[Start of Attachment]

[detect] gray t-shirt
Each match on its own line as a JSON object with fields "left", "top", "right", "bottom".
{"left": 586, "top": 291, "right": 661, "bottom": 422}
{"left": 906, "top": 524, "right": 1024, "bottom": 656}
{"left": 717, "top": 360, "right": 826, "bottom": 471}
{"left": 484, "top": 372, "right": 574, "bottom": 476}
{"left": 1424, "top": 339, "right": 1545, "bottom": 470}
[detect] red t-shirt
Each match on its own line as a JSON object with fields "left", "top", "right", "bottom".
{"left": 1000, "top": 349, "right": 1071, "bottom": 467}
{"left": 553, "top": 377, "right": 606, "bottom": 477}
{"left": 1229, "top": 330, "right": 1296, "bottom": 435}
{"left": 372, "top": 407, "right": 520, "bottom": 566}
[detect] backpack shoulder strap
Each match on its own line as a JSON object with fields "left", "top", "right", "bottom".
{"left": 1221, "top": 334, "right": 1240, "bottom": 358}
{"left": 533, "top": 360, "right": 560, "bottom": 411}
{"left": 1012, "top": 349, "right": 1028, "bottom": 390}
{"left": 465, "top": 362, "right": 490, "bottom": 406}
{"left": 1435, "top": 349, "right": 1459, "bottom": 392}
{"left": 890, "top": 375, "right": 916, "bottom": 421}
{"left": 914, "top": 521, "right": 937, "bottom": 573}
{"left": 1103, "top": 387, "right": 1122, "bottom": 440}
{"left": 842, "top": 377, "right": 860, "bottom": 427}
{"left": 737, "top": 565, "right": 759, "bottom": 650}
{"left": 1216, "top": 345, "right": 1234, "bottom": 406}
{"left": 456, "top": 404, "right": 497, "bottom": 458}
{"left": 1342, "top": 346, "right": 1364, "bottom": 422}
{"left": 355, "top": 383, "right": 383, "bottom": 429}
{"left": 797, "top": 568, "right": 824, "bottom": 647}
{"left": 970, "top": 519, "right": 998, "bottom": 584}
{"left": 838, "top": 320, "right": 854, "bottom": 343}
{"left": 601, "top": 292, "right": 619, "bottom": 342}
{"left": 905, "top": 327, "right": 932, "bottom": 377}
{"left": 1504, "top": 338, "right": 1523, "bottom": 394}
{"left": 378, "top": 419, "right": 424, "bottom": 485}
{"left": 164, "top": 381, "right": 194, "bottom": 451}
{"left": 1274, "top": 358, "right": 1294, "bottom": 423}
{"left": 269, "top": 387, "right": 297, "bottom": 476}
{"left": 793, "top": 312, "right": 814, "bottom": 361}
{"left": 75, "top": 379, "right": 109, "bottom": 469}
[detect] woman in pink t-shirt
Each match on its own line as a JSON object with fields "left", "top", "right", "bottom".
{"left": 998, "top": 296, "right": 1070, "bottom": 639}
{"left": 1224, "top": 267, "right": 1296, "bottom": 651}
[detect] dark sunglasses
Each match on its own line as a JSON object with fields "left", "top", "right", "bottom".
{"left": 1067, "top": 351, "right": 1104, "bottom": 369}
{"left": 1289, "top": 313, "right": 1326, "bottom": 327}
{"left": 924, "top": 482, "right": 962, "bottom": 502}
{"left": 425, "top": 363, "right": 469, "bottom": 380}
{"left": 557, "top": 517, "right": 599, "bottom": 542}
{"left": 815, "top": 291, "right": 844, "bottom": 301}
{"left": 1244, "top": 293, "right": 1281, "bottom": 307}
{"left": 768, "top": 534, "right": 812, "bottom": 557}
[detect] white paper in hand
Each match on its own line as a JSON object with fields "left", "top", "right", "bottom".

[End of Attachment]

Your objective
Without altering a single word, write out the whole listing.

Completed task
[detect] gray t-shirt
Each match on its own line as a JSON object with fields "left", "top", "right", "bottom".
{"left": 586, "top": 291, "right": 661, "bottom": 422}
{"left": 906, "top": 524, "right": 1024, "bottom": 656}
{"left": 717, "top": 360, "right": 826, "bottom": 471}
{"left": 484, "top": 372, "right": 574, "bottom": 476}
{"left": 1424, "top": 339, "right": 1545, "bottom": 470}
[detect] red t-shirt
Each match on its own line as a JSON object with fields "left", "top", "right", "bottom".
{"left": 1000, "top": 349, "right": 1071, "bottom": 467}
{"left": 553, "top": 377, "right": 606, "bottom": 477}
{"left": 1229, "top": 330, "right": 1296, "bottom": 435}
{"left": 372, "top": 407, "right": 520, "bottom": 566}
[detect] backpack shoulder strap
Each match on its own line as a JSON object with fields "left", "top", "right", "bottom".
{"left": 1221, "top": 334, "right": 1240, "bottom": 358}
{"left": 533, "top": 360, "right": 560, "bottom": 411}
{"left": 1012, "top": 349, "right": 1028, "bottom": 390}
{"left": 465, "top": 362, "right": 490, "bottom": 406}
{"left": 1435, "top": 349, "right": 1459, "bottom": 392}
{"left": 890, "top": 375, "right": 916, "bottom": 421}
{"left": 914, "top": 521, "right": 937, "bottom": 573}
{"left": 1103, "top": 387, "right": 1122, "bottom": 440}
{"left": 842, "top": 377, "right": 860, "bottom": 427}
{"left": 737, "top": 565, "right": 759, "bottom": 650}
{"left": 1216, "top": 345, "right": 1234, "bottom": 406}
{"left": 456, "top": 404, "right": 497, "bottom": 458}
{"left": 1342, "top": 346, "right": 1364, "bottom": 422}
{"left": 355, "top": 383, "right": 383, "bottom": 429}
{"left": 797, "top": 568, "right": 824, "bottom": 647}
{"left": 970, "top": 519, "right": 998, "bottom": 584}
{"left": 838, "top": 320, "right": 854, "bottom": 343}
{"left": 601, "top": 292, "right": 619, "bottom": 342}
{"left": 905, "top": 327, "right": 932, "bottom": 377}
{"left": 1504, "top": 338, "right": 1523, "bottom": 394}
{"left": 378, "top": 419, "right": 424, "bottom": 485}
{"left": 164, "top": 381, "right": 194, "bottom": 451}
{"left": 1274, "top": 358, "right": 1294, "bottom": 423}
{"left": 269, "top": 387, "right": 297, "bottom": 476}
{"left": 793, "top": 312, "right": 814, "bottom": 361}
{"left": 75, "top": 379, "right": 109, "bottom": 469}
[detect] woman in pink t-shirt
Each match on its own line as a JSON object with fields "left", "top", "right", "bottom".
{"left": 998, "top": 296, "right": 1070, "bottom": 639}
{"left": 1224, "top": 267, "right": 1296, "bottom": 651}
[detect] dark sunglasses
Each match on its own line as a JSON object with fields "left", "top", "right", "bottom".
{"left": 1067, "top": 351, "right": 1104, "bottom": 369}
{"left": 1289, "top": 313, "right": 1326, "bottom": 327}
{"left": 924, "top": 482, "right": 962, "bottom": 502}
{"left": 425, "top": 363, "right": 469, "bottom": 380}
{"left": 557, "top": 517, "right": 599, "bottom": 542}
{"left": 815, "top": 291, "right": 844, "bottom": 301}
{"left": 1244, "top": 293, "right": 1281, "bottom": 307}
{"left": 768, "top": 534, "right": 812, "bottom": 557}
[detect] white paper in hand
Each match on its own line as a JSON object with fields "left", "top", "right", "bottom".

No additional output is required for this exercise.